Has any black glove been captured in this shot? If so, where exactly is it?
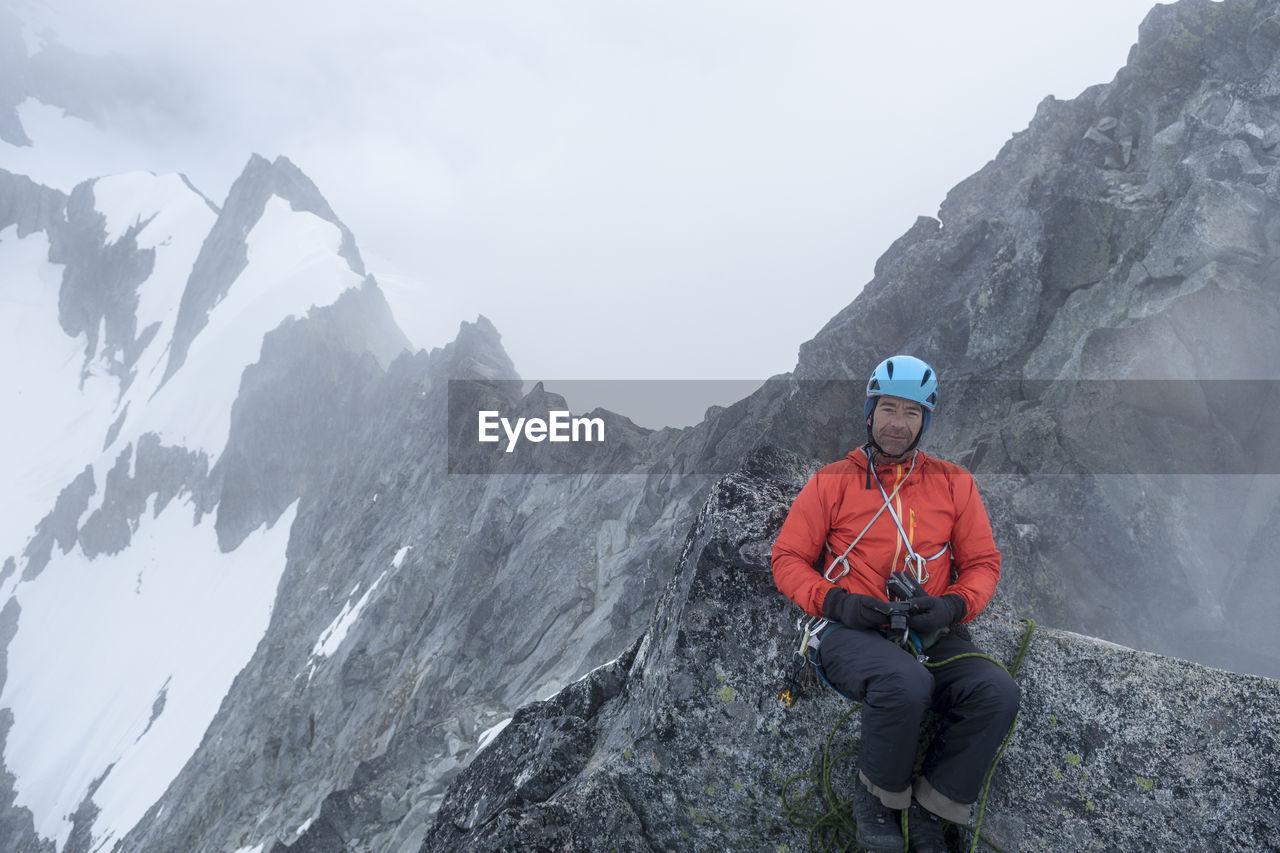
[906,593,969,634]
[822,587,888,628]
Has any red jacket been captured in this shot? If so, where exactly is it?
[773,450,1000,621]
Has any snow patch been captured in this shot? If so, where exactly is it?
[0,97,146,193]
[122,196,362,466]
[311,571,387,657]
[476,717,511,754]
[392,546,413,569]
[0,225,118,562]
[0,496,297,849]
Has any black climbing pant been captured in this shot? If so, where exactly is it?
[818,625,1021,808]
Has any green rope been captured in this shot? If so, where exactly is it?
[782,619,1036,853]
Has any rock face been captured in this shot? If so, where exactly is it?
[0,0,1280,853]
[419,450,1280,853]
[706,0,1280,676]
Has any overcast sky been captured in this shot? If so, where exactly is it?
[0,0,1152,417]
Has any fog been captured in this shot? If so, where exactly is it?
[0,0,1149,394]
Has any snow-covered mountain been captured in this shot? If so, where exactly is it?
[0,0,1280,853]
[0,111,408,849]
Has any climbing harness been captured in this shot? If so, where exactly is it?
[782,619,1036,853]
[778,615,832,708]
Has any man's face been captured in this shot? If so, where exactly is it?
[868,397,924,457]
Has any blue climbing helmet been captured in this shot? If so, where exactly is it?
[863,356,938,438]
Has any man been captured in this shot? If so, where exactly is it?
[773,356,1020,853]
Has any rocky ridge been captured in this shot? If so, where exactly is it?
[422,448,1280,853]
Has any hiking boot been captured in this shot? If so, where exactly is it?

* **What to produce**
Rescale the part of the material that opens with the line containing "Has any man's" and runs through the end of the material: reproduce every line, requests included, with each bounding-box coordinate in the answers multiplied by 2.3 and rounded to the nearest whole number, halves rounded up.

* **Correct result**
Has any man's face been captured in this shot? If so, where exactly is it?
[1996,913,2125,1051]
Has any blue climbing helmet been captured in this shot? If so, where exactly is it?
[1985,819,2157,1007]
Has any man been captured in this shot? If so, where exactly is it?
[1778,819,2346,1962]
Has any rocky ridge been captured in this shot? If so, where exactly is it?
[971,1030,2944,1962]
Has any hiking boot been captured in this shot? If so, where exactly is it?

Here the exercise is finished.